Required task:
Could you repeat the material from the line holding "Could you please identify the reflective" through the end, both included, swapping "glass wall" for "window" and changing nothing else?

# start of Material supplied

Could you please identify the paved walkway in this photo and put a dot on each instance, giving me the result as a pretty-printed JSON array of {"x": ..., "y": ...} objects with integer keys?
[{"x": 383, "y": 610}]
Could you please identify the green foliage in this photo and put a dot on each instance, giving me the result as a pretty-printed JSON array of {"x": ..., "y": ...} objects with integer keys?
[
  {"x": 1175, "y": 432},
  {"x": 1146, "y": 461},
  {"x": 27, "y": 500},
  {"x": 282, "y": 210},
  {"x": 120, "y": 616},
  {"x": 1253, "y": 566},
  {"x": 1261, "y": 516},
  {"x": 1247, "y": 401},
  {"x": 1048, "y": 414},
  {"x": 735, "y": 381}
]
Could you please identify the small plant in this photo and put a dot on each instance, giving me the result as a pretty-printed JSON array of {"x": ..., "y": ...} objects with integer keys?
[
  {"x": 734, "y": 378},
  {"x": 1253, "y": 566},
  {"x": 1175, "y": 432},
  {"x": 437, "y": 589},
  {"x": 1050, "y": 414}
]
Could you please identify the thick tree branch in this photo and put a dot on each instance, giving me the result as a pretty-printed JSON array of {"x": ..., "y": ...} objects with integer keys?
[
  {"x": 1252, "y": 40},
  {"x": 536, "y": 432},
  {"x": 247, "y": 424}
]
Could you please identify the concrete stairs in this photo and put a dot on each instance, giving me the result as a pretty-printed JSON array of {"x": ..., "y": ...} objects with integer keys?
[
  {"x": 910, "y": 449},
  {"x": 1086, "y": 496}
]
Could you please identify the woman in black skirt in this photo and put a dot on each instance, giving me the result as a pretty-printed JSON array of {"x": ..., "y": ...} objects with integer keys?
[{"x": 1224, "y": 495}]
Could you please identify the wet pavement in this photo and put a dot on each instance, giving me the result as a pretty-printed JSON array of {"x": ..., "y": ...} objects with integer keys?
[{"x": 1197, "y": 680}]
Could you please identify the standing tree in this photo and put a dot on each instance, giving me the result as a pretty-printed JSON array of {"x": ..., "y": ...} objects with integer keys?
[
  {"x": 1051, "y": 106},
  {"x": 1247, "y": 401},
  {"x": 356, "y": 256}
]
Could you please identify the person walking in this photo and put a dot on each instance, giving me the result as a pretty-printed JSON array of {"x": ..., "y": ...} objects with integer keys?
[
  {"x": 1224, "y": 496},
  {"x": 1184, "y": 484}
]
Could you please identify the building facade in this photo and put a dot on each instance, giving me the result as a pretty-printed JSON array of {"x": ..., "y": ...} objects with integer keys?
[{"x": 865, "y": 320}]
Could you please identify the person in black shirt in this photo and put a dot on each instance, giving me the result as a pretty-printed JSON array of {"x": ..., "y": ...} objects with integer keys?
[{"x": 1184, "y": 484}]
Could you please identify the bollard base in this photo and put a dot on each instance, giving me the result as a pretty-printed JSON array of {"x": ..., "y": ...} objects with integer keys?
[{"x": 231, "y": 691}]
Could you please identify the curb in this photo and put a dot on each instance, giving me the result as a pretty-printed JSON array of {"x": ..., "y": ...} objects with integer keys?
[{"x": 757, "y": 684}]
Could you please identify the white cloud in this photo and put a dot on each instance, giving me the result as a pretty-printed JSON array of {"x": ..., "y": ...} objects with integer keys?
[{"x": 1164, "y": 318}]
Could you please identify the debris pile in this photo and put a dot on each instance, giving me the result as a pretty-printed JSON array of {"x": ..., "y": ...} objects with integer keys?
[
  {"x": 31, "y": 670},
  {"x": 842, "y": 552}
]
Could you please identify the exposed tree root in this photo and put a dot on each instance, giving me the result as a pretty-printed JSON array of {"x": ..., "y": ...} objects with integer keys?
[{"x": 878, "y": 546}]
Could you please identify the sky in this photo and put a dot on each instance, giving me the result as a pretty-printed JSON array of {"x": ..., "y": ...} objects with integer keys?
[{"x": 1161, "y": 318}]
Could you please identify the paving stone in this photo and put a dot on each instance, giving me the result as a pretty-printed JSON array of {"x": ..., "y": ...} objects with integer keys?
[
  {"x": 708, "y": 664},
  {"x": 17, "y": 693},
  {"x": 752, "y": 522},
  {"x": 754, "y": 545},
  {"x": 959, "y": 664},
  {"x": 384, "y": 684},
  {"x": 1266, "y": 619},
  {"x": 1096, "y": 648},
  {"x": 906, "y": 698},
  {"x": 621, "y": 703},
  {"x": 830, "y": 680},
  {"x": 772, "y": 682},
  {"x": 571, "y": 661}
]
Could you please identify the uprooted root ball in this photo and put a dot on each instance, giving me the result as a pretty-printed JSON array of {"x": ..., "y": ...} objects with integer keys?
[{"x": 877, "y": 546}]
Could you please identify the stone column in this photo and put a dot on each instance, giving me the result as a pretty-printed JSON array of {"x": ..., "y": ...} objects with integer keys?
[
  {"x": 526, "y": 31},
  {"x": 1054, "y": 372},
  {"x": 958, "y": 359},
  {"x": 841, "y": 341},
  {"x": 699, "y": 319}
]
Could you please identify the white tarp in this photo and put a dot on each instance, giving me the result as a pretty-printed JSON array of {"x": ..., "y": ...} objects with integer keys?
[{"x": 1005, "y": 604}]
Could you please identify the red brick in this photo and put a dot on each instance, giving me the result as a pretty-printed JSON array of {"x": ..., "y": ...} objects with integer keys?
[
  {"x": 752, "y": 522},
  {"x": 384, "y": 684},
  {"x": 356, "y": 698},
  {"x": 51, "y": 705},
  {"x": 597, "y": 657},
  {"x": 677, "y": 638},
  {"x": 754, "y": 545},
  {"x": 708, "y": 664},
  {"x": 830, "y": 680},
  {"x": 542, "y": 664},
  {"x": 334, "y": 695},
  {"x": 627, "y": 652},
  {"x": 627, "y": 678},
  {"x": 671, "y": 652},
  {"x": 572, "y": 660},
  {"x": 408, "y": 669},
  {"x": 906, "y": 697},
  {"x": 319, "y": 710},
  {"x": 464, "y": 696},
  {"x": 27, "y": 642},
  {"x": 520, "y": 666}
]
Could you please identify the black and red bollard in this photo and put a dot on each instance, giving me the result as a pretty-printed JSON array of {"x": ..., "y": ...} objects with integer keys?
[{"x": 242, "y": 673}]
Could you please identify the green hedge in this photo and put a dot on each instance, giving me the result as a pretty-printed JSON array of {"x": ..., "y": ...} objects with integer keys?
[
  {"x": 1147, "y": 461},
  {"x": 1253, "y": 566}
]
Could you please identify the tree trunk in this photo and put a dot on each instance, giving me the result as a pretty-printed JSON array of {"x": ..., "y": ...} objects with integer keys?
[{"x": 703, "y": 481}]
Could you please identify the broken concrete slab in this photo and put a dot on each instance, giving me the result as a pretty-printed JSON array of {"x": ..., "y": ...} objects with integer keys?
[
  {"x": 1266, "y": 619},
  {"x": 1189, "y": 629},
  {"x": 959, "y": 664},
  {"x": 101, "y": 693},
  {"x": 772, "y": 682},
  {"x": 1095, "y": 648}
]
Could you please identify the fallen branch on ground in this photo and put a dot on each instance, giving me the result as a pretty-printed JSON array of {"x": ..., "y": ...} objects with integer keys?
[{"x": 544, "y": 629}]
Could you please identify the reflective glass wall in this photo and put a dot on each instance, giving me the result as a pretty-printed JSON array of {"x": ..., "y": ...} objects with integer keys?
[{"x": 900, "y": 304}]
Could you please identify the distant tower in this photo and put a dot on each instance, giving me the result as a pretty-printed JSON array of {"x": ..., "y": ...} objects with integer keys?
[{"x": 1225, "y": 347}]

# end of Material supplied

Reply to the task:
Could you please identify the reflective window in this photo and put a dot on each instance, giving me the result as a pretty-printed JSON array of {"x": ..., "y": ...} objects with integer keys?
[{"x": 900, "y": 304}]
Could you please identify the distant tower in this photo and put a dot on each instance, giving me the result as a pretty-printed JSON array of {"x": ..., "y": ...} objects with integer keys?
[{"x": 1225, "y": 347}]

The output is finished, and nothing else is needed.